**Exercise instructions:**
Reproduce verbatim the lines of the data below, starting at the line that contains "It would be great if you could find the table" and ending at the line that contains "[0,311,232,427]", with both of those lines included.

Data listing
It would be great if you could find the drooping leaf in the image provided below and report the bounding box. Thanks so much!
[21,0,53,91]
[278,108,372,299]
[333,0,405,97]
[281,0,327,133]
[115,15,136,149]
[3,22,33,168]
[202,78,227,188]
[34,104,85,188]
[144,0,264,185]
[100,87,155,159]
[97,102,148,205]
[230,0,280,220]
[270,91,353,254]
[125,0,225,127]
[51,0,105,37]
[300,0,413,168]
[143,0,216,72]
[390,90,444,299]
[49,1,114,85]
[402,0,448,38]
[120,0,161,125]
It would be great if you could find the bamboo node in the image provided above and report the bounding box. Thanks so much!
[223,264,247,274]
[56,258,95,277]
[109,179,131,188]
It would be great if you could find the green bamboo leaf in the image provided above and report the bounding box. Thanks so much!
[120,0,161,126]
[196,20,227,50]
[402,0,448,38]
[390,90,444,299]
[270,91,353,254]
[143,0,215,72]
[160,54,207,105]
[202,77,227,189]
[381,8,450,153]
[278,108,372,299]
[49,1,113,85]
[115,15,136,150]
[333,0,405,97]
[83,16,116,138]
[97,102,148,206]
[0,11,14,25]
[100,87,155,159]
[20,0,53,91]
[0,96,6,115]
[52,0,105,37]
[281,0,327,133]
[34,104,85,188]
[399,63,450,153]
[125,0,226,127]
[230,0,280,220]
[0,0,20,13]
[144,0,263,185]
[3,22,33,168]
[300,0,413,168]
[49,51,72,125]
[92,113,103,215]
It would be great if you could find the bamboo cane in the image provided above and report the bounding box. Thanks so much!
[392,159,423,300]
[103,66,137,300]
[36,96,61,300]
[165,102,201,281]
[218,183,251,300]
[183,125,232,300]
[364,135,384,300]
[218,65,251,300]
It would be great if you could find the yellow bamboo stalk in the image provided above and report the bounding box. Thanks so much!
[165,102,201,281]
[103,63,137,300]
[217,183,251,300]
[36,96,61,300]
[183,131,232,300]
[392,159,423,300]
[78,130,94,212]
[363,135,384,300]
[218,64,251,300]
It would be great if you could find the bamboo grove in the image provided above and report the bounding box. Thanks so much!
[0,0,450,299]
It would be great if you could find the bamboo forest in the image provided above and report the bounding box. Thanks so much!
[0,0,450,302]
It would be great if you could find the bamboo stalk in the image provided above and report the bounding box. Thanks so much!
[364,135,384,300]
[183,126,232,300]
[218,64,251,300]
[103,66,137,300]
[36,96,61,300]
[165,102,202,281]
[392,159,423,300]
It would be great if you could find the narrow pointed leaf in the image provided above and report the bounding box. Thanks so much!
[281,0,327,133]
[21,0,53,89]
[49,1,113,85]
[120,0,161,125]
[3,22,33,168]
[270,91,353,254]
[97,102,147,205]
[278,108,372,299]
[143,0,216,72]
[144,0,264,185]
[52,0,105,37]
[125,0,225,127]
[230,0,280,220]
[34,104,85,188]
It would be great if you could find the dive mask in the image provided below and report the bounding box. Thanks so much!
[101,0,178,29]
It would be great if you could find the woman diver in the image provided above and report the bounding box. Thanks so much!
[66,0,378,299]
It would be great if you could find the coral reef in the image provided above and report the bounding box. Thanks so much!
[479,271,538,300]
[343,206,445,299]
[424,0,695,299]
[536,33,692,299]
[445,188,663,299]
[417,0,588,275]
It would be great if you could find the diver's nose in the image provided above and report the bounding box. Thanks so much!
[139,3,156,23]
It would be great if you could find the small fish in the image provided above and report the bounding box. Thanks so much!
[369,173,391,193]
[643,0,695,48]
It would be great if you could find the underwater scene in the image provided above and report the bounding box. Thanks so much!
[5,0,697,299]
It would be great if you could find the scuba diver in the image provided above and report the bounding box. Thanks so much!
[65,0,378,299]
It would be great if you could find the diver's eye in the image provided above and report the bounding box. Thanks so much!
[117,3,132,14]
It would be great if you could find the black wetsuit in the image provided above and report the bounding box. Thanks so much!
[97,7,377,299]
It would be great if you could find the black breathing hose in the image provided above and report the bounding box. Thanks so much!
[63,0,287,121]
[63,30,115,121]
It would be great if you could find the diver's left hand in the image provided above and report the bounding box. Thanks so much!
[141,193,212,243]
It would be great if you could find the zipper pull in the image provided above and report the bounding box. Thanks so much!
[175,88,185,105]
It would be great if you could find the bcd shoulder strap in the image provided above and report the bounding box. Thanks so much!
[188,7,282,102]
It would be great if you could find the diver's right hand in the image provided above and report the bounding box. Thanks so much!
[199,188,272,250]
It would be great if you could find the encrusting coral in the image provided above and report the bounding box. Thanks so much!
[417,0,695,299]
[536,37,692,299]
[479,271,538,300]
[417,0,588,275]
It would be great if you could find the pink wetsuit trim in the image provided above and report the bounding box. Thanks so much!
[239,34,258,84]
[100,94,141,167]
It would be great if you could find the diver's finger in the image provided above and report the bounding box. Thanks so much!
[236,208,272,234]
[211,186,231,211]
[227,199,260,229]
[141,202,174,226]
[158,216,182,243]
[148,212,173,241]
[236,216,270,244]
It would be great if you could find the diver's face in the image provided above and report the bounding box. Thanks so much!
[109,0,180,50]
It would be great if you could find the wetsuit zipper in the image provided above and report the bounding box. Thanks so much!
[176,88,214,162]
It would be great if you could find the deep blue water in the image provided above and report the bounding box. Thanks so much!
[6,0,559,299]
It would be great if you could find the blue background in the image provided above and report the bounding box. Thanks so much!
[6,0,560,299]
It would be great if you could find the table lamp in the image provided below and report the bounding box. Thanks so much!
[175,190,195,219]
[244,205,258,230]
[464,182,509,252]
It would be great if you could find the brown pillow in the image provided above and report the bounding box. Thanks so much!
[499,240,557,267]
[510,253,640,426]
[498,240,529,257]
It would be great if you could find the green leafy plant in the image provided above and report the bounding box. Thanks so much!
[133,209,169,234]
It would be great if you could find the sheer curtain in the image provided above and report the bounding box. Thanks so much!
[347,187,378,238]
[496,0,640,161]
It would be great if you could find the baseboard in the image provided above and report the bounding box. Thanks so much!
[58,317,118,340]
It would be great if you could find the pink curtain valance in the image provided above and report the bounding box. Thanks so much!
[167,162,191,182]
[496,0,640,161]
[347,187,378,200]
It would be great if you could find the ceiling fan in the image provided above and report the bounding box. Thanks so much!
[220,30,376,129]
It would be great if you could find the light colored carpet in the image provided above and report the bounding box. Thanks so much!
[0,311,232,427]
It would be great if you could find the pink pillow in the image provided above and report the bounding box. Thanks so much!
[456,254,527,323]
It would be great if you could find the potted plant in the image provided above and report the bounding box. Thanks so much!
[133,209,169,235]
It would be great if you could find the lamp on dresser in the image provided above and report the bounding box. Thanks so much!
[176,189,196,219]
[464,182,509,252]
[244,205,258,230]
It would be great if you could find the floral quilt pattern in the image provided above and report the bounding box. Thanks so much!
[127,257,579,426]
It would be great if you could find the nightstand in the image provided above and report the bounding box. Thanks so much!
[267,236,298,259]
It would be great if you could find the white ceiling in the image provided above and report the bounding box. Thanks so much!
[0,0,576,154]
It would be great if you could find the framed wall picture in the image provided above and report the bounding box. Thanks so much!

**Written solution:**
It would be great if you could find the table lamp in the image provided below and report the bounding box. Thanks so much!
[175,190,195,219]
[244,205,258,230]
[464,182,509,252]
It would be great if you could find the brown pillow in the image provided above and report the bounding box. Thanks so much!
[499,240,557,267]
[510,253,640,426]
[498,240,529,257]
It would be great if you could find the green leafy plant in the image provided above and report the bounding box. Thanks so much!
[133,209,169,234]
It would be great if you could find the sheer curtain in the image provided above and report the bounding box. Thanks so much!
[347,187,378,238]
[496,0,640,161]
It would be great if you could find the baseboard in the image provided above and report the bounding box. Thanks so much!
[58,317,118,340]
It would be great if you could find the pink curtain valance in the image provided above and report the bounding box. Thanks so much!
[167,162,191,182]
[496,0,640,161]
[347,187,378,200]
It would be great if you could find the ceiling fan in the image provided above and report the bounding box. Thanks so much!
[220,30,376,129]
It would be great if you could find the light colored carpet in the image provided above and report the bounding box. Thanks so much!
[0,311,232,427]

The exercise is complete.